Render the stretch of the records below from the line containing "One point per instance of the red" through the line containing "pixel 318 30", both included, as a Markdown table with two columns: Row for a running number and Line for the line itself. Leave out blank lines.
# # # # #
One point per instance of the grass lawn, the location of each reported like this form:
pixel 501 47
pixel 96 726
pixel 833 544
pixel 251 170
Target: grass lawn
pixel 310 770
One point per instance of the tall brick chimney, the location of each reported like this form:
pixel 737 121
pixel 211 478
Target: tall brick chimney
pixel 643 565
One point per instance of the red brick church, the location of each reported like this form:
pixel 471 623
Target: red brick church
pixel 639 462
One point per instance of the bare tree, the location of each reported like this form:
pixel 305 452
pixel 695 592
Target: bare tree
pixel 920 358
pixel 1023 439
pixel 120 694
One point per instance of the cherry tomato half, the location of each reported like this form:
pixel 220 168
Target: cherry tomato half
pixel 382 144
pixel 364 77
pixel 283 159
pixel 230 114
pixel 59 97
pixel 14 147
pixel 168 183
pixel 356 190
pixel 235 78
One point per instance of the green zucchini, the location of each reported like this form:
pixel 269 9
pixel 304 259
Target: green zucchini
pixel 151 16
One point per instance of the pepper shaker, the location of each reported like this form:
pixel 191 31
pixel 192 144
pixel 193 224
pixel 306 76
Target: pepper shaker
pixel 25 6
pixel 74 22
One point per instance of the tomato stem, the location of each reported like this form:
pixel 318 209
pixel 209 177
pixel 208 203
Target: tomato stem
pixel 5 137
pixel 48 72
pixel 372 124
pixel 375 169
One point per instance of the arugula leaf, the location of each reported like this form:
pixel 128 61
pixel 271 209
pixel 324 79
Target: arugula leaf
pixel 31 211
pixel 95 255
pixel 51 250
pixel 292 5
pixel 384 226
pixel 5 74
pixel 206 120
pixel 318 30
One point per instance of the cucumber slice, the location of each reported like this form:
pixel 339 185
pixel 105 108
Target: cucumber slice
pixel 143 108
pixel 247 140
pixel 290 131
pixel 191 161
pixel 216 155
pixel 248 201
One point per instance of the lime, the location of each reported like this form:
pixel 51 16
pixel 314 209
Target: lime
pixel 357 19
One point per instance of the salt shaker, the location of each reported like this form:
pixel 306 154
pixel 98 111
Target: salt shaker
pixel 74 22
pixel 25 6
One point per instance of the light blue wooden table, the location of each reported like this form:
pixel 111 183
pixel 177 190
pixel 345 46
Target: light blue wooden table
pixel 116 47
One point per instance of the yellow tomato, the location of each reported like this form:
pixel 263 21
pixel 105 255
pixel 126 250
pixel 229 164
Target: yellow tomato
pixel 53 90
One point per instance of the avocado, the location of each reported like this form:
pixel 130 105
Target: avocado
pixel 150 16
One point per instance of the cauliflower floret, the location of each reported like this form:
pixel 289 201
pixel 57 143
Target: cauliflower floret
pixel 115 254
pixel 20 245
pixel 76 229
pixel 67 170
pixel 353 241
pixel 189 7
# # # # #
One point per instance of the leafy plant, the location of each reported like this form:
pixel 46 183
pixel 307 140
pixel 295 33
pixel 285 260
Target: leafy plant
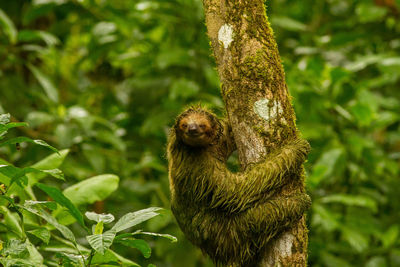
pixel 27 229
# # # # #
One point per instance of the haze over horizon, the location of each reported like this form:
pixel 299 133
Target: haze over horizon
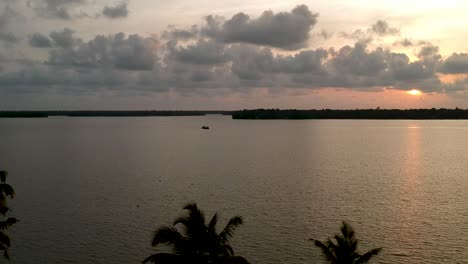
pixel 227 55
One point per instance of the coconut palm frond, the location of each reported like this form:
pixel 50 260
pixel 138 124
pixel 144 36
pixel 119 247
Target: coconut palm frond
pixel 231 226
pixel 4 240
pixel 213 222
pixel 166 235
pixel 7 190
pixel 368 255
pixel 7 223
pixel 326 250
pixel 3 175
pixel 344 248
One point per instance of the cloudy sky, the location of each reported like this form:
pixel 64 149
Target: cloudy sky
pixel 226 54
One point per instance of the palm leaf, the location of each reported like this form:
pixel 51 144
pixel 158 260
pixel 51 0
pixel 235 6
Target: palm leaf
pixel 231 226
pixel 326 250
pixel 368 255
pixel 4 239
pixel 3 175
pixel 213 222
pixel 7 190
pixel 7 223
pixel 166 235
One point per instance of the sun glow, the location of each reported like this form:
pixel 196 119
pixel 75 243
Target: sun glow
# # # # #
FINISHED EXERCISE.
| Row | Line |
|---|---|
| 1 | One point per instance of the red brick church, the location of each reported like this form: |
| 2 | pixel 471 623 |
| 3 | Target: red brick church |
| 4 | pixel 639 462 |
| 5 | One point per instance of the bare tree, the location of each reported like this form: |
| 6 | pixel 305 452 |
| 7 | pixel 695 592 |
| 8 | Target: bare tree |
| 9 | pixel 920 358 |
| 10 | pixel 1023 439 |
| 11 | pixel 120 694 |
| 12 | One point per instance of the cherry tomato half, the location of each reported like this form: |
| 13 | pixel 220 168 |
| 14 | Target: cherry tomato half |
| 15 | pixel 382 144 |
| 16 | pixel 364 77 |
| 17 | pixel 283 159 |
| 18 | pixel 230 114 |
| 19 | pixel 59 97 |
| 20 | pixel 14 147 |
| 21 | pixel 168 183 |
| 22 | pixel 356 190 |
| 23 | pixel 235 78 |
| 24 | One point per instance of the green zucchini, the location of each reported like this form: |
| 25 | pixel 269 9 |
| 26 | pixel 304 259 |
| 27 | Target: green zucchini |
| 28 | pixel 151 16 |
| 29 | One point per instance of the pepper shaker, the location of each reported like this form: |
| 30 | pixel 191 31 |
| 31 | pixel 192 144 |
| 32 | pixel 193 224 |
| 33 | pixel 306 76 |
| 34 | Target: pepper shaker |
| 35 | pixel 25 6 |
| 36 | pixel 74 22 |
| 37 | One point per instance of the tomato stem, the location of each reported like this form: |
| 38 | pixel 318 209 |
| 39 | pixel 209 177 |
| 40 | pixel 208 203 |
| 41 | Target: tomato stem |
| 42 | pixel 5 137 |
| 43 | pixel 48 72 |
| 44 | pixel 372 124 |
| 45 | pixel 375 169 |
| 46 | One point per instance of the arugula leaf, the location of each reported like this form: |
| 47 | pixel 128 61 |
| 48 | pixel 271 209 |
| 49 | pixel 324 79 |
| 50 | Target: arugula leaf |
| 51 | pixel 31 211 |
| 52 | pixel 95 255 |
| 53 | pixel 51 250 |
| 54 | pixel 292 5 |
| 55 | pixel 384 226 |
| 56 | pixel 5 74 |
| 57 | pixel 206 120 |
| 58 | pixel 318 30 |